[Start of Source records]
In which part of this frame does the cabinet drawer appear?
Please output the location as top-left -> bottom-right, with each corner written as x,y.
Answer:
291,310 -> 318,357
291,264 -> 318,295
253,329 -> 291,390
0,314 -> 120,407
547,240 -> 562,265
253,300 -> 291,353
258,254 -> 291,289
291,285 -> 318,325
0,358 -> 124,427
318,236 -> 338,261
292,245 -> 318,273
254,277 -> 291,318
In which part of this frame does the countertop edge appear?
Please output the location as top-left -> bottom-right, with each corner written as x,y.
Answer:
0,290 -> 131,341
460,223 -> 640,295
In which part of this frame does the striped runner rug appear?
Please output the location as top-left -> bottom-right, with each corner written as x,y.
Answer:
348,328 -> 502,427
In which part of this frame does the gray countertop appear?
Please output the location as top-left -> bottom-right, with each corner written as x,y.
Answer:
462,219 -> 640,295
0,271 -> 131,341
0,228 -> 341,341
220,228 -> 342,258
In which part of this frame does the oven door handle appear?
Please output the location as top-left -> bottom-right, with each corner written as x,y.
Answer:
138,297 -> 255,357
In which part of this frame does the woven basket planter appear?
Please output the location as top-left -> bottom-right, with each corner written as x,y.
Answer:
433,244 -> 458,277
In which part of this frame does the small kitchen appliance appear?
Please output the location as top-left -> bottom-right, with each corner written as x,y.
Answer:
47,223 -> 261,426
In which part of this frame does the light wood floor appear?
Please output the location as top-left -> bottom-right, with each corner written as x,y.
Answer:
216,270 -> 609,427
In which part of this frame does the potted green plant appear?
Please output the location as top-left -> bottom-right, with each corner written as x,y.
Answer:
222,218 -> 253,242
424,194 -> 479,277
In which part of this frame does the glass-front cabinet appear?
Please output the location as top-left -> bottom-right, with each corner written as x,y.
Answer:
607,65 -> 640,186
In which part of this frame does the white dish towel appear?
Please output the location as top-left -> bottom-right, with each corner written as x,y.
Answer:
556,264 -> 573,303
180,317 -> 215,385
[End of Source records]
Written task:
Can you copy out every line of the items from the line with "In which part of this frame does the striped" through the line with "433,244 -> 458,277", both included, keeping the requests and offsetting each coordinate in the answers by -65?

Reply to the exercise:
In which part of this frame does the striped runner rug appear?
Please output the location as top-left -> bottom-right, with each corner written as x,y.
Answer:
283,263 -> 437,362
In which part of this frame does the gray countertop appear?
Please output the location as top-left -> bottom-right, with each corner written as x,y.
Answer:
397,154 -> 575,230
-65,206 -> 66,276
-65,163 -> 276,276
155,163 -> 277,193
In which part of this frame does the oven door handle appear?
Please output the location as top-left -> bottom-right, with each corner written as x,y.
Answer:
73,232 -> 190,292
In which part of this frame does the woven basket planter appear?
Please output the location as top-left -> bottom-right, with each corner written as x,y.
Answer:
368,179 -> 393,212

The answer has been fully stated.